→ Extracted entries:
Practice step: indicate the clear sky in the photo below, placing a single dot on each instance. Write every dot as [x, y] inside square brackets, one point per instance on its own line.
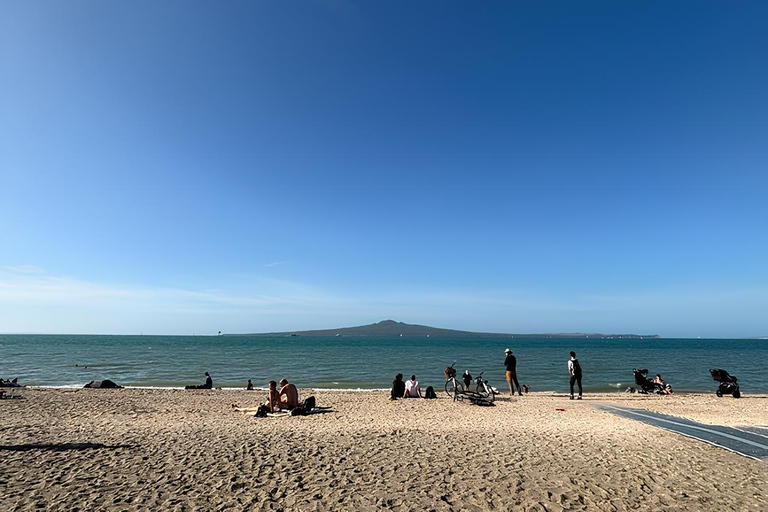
[251, 166]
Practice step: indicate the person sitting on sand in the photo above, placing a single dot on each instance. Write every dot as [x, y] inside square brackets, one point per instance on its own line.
[208, 383]
[664, 386]
[272, 404]
[289, 395]
[412, 389]
[398, 387]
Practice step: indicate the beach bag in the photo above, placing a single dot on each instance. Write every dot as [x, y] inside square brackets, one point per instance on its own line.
[305, 407]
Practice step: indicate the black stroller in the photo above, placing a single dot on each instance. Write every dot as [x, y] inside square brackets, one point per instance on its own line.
[728, 383]
[645, 385]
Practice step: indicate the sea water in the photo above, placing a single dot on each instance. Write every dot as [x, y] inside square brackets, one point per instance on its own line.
[372, 362]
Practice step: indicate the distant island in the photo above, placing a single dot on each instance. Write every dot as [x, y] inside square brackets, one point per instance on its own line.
[393, 328]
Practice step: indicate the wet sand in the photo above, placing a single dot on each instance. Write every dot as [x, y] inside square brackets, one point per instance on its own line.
[136, 449]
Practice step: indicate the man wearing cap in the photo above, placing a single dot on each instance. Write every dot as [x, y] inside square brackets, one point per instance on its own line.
[511, 363]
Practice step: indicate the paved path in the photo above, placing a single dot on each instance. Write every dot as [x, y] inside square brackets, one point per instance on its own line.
[750, 442]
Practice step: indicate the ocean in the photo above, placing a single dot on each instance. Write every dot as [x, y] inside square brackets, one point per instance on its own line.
[370, 363]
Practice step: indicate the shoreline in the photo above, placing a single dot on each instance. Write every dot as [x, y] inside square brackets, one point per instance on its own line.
[137, 449]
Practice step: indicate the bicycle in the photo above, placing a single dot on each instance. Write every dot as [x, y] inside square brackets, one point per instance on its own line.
[455, 388]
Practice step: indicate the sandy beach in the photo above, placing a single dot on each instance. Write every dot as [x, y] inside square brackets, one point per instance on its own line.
[136, 449]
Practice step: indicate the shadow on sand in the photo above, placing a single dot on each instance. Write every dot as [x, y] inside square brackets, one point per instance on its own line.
[61, 447]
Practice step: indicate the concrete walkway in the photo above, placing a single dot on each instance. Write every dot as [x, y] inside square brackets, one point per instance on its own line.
[750, 442]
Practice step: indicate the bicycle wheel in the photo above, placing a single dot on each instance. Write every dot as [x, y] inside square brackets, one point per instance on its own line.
[452, 388]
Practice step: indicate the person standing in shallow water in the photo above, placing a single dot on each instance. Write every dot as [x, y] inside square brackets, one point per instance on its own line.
[574, 369]
[398, 387]
[510, 361]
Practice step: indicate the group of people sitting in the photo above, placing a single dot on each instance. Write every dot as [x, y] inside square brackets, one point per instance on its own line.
[284, 399]
[408, 389]
[655, 386]
[10, 383]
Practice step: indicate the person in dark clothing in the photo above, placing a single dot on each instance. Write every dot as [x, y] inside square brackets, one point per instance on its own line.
[398, 387]
[511, 363]
[208, 383]
[574, 369]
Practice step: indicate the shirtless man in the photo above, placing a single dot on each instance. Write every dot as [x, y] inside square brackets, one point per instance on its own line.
[273, 401]
[289, 395]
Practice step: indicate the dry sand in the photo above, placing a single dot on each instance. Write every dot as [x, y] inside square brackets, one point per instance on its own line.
[187, 450]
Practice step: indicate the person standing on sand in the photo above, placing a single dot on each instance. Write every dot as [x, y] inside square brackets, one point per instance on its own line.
[412, 389]
[574, 369]
[510, 361]
[289, 395]
[398, 387]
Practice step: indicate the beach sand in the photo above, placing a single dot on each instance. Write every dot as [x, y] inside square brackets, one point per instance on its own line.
[137, 449]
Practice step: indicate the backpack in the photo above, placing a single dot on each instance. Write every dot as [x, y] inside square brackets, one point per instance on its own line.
[305, 407]
[576, 368]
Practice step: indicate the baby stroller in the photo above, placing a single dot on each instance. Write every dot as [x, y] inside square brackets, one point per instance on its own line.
[728, 383]
[644, 385]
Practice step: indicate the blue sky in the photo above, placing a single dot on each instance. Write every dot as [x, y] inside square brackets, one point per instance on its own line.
[189, 167]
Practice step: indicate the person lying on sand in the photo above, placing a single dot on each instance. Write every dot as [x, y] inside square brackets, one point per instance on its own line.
[289, 395]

→ Goal of the exercise: Repeat, exactly, every line from the one containing "Practice step: indicate the beach sand" through the final line of the listing above, adding nothing.

→ Answer for the task:
Practice step: indicate the beach sand in the photo above, placing a single dot on each instance. Write every dot as [x, y] inside square brackets, one point per instance on its own line.
[137, 449]
Practice step: indicate the backpack in the photo above, placing a single dot on each instance. Write every dot as [x, y] inside square brackets, one point per instance on its own line.
[305, 407]
[576, 368]
Practice step: indicate the baby stroller in the photo above, placing a single dot on each instance. Write every dot as [x, y] inside square brackets, one point per instance on its own line.
[728, 383]
[644, 385]
Practice step: indicate the blue sky in the photo above, placing a single dot on each instance. Write every dot as [x, y] inside square brackets, one point per instance on its own line.
[189, 167]
Practice step: indicate the person lying on sand in the photo above, placing a single dot on each instance. Write every dot as [x, y] inside square brackets, one point per instance on its own line.
[289, 395]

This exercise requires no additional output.